* YOUR GOAL
Lift out, character for character, the stretch of the items that opens with the line containing "segment --target stone" and closes at the end of the items.

*** RECORD EXCERPTS

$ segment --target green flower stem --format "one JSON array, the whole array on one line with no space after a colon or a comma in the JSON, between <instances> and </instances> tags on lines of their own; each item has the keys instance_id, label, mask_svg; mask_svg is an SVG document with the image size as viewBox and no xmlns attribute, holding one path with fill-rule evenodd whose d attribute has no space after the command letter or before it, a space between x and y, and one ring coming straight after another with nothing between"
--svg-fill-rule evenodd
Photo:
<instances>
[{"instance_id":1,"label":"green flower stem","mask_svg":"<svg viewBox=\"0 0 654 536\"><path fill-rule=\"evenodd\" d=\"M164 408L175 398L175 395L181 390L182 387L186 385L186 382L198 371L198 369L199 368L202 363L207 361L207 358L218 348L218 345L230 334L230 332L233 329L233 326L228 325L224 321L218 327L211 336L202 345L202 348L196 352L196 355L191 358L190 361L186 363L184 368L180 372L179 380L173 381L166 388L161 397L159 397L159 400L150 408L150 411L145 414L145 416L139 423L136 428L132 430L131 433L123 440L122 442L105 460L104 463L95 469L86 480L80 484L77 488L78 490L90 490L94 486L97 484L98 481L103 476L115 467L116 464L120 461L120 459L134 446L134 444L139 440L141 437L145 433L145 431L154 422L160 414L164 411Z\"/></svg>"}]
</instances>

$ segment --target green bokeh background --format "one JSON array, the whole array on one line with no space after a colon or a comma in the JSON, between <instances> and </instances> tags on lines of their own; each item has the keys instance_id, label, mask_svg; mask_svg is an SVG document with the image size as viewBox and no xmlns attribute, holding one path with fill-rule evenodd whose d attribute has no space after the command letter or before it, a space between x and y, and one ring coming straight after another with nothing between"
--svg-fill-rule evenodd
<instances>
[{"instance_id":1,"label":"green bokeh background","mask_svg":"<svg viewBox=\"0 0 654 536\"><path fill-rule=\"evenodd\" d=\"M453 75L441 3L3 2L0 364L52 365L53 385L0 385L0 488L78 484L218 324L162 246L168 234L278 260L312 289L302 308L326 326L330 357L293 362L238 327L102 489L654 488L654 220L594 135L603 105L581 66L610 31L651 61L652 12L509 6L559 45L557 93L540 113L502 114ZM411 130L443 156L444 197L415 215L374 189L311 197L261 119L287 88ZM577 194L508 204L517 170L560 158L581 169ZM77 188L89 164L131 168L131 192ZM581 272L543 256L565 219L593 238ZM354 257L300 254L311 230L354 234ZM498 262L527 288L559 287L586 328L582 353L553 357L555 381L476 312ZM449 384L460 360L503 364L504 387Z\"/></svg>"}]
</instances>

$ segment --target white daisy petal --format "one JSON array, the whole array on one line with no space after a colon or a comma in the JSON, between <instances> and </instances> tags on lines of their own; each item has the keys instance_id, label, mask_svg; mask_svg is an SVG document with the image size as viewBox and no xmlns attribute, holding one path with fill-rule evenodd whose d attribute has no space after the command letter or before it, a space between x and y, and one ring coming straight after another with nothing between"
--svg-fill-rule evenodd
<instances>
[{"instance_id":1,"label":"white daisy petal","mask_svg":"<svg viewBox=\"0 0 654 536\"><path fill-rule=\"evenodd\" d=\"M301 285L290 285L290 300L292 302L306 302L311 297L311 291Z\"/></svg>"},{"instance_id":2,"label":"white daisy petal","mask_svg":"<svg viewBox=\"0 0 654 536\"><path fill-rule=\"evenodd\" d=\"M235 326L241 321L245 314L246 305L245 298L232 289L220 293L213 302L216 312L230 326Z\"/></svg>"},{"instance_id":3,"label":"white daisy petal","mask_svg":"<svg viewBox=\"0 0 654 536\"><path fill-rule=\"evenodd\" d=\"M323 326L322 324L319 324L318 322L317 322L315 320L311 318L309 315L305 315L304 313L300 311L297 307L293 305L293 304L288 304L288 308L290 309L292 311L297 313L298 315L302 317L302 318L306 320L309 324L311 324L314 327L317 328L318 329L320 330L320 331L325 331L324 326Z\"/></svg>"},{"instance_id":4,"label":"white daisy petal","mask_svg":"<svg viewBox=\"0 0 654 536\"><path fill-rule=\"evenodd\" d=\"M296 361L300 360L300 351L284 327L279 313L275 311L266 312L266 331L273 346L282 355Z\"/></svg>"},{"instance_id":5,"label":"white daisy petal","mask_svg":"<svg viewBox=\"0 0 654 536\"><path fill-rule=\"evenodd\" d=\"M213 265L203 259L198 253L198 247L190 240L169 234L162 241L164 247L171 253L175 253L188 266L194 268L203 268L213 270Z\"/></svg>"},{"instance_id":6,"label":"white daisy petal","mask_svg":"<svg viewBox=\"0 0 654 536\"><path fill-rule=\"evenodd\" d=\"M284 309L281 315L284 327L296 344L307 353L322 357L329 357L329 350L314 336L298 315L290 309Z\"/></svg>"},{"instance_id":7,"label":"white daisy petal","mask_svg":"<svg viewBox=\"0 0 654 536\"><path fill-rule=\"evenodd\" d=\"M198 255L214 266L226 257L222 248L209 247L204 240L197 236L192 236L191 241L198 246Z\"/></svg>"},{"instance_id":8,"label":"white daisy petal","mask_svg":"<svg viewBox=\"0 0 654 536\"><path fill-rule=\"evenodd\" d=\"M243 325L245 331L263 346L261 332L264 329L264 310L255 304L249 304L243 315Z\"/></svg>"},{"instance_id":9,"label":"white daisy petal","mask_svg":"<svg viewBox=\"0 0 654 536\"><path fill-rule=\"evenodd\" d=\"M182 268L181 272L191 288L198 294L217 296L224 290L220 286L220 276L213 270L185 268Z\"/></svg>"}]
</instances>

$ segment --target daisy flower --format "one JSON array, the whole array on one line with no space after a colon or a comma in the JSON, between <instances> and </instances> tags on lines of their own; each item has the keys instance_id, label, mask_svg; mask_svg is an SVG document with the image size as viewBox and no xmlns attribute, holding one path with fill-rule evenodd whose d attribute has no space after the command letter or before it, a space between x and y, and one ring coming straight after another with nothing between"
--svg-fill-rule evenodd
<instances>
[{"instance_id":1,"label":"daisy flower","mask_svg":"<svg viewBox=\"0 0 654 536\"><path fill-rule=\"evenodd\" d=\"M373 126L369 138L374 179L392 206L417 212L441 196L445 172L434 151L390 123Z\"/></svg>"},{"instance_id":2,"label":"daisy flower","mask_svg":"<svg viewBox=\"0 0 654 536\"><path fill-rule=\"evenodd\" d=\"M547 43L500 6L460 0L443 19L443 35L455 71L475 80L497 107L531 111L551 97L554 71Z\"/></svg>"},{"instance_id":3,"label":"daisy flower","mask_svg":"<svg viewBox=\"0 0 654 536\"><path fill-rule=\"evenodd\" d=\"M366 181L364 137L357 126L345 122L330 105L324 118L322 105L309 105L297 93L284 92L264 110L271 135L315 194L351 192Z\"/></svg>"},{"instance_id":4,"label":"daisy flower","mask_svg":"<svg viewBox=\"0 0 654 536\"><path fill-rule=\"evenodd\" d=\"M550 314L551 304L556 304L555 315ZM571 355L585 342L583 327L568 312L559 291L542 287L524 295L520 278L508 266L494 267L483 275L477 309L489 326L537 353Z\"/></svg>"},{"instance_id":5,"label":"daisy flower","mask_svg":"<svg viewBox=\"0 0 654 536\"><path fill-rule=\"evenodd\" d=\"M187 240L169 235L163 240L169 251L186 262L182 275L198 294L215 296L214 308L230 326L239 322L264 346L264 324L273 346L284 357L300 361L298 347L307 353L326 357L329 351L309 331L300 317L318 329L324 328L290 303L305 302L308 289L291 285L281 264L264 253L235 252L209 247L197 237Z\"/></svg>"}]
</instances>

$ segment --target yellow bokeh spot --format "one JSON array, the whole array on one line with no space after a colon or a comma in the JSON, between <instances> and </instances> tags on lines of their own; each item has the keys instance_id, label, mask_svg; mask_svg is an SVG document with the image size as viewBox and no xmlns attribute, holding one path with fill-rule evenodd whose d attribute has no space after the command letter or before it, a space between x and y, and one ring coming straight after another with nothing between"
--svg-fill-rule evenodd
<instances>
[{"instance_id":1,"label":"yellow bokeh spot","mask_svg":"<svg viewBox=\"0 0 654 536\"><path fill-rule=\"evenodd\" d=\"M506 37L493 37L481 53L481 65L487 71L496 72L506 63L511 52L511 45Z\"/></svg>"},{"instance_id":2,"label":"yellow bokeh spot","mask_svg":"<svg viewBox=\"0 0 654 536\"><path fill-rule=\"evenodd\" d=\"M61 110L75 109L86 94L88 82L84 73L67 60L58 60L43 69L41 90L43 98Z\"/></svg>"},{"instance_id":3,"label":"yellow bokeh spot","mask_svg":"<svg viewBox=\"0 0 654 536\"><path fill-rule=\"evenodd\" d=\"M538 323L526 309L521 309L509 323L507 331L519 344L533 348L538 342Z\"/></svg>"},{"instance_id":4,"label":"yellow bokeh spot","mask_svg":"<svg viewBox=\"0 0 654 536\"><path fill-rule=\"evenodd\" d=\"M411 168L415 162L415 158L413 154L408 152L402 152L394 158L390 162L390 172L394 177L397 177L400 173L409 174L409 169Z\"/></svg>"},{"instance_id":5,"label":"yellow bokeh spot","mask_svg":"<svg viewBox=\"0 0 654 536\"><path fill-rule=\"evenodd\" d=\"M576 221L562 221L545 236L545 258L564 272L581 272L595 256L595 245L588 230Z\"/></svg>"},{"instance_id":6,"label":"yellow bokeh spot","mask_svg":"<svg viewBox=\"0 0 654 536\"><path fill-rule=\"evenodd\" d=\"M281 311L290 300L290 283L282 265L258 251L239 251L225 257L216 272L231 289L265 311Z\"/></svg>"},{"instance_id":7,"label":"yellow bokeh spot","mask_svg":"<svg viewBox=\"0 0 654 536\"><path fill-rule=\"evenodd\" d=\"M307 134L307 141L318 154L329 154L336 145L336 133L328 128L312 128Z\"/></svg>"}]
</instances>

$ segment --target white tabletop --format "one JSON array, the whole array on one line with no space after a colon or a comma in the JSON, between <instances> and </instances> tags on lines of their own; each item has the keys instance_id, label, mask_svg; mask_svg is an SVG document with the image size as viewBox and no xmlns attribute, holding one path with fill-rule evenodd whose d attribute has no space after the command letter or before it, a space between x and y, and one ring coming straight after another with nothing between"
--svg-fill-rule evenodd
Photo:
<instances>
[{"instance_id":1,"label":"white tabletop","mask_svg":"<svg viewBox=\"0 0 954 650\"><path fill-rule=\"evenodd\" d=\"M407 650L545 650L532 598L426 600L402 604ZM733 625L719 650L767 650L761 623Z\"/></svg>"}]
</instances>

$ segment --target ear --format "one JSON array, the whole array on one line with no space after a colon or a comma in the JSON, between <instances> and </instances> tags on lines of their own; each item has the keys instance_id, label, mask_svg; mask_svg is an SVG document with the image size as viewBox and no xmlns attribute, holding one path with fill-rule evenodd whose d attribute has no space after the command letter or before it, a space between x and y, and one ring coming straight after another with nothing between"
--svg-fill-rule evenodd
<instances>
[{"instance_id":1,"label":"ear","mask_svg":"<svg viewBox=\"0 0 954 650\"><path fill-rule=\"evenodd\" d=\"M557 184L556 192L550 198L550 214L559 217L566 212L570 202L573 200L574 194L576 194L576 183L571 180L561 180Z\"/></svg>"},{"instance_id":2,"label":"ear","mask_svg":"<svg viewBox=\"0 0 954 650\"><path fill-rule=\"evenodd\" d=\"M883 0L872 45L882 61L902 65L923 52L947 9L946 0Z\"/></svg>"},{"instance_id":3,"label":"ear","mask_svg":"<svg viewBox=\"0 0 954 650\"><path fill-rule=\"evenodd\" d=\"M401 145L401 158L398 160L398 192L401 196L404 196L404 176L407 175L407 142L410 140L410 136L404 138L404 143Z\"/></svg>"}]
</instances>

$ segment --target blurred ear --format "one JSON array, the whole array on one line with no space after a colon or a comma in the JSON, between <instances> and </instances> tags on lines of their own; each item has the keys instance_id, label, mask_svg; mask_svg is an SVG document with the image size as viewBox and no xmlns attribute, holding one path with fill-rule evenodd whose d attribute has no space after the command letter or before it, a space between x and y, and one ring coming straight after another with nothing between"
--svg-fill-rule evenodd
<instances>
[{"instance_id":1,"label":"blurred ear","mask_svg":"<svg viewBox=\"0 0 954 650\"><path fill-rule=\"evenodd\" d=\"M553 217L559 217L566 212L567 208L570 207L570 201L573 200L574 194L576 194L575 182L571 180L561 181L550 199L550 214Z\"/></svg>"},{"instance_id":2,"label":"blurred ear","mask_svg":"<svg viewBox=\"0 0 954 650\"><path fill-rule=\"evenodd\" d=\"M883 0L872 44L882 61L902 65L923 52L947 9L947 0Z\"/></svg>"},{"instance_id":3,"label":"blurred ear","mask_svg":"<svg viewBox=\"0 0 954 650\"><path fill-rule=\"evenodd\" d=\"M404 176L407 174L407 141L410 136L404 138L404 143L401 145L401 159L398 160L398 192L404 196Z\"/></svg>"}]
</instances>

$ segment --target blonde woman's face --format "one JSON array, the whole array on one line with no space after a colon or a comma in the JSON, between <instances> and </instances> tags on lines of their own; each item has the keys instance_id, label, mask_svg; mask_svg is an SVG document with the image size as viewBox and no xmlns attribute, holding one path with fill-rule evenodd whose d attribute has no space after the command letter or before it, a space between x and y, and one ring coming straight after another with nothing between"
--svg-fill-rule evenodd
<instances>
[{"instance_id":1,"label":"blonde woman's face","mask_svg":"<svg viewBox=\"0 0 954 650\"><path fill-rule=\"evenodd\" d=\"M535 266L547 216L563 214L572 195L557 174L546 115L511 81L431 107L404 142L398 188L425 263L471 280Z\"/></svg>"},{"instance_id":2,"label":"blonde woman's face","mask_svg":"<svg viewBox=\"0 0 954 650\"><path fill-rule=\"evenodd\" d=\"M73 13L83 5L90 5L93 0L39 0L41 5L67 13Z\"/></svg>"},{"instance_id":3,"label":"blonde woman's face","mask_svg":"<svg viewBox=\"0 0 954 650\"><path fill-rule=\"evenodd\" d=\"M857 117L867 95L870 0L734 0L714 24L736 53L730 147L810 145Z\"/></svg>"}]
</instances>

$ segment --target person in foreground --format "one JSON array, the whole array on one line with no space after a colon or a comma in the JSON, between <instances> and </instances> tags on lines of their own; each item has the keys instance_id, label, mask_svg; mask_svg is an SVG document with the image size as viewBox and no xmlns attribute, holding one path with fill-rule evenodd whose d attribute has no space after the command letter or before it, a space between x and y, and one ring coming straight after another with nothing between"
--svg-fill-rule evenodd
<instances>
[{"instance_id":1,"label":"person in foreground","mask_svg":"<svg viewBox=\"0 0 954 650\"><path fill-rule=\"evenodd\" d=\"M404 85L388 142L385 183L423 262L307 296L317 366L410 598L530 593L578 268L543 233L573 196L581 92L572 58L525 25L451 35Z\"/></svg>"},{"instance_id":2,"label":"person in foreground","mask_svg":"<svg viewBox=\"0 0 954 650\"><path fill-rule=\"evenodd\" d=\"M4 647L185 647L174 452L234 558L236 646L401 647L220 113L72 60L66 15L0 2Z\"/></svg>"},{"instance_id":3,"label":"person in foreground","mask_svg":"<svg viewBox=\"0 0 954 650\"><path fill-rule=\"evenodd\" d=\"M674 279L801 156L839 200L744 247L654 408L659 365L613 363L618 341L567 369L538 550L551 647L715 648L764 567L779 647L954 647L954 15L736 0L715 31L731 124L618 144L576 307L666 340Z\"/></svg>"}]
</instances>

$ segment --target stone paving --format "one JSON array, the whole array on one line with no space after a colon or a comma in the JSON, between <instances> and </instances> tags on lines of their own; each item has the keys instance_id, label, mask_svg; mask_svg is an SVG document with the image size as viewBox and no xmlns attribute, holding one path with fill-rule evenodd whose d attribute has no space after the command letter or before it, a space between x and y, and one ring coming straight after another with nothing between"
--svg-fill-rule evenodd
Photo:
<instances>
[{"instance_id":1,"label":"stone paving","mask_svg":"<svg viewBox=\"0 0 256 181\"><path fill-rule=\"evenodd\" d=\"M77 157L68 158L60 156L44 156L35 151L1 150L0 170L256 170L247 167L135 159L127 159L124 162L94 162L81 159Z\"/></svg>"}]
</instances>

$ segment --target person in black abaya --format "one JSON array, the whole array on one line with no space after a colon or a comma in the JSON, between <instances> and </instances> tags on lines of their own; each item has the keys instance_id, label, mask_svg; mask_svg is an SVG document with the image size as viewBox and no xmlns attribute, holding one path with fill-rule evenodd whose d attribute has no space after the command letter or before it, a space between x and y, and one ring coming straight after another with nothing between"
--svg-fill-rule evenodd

******

* SOLUTION TO THIS PROBLEM
$ segment --target stone paving --format "one JSON array, the whole array on one line with no space after a colon or a comma in the JSON, between <instances> and </instances> tags on lines of their own; each item has the keys instance_id, label, mask_svg; mask_svg is an SVG document with the image size as viewBox and no xmlns attribute, holding one path with fill-rule evenodd whose d attribute has no space after the command letter or before it, a space between x and y, and one ring coming straight after another with nothing between"
--svg-fill-rule evenodd
Photo:
<instances>
[{"instance_id":1,"label":"stone paving","mask_svg":"<svg viewBox=\"0 0 256 181\"><path fill-rule=\"evenodd\" d=\"M77 157L68 158L60 156L44 156L35 151L1 150L0 170L256 170L247 167L135 159L127 159L124 162L94 162L81 159Z\"/></svg>"}]
</instances>

$ segment --target person in black abaya --format "one JSON array, the whole array on one line with no space after a colon or a comma in the JSON, between <instances> and </instances> tags on lines of their own; each item has the keys instance_id, label, mask_svg; mask_svg is an SVG document with the image size as viewBox and no xmlns attribute, holding one path with fill-rule evenodd whose d attribute has no space after the command letter or before it, a space between x and y, and one ring coming straight after another with nothing between"
--svg-fill-rule evenodd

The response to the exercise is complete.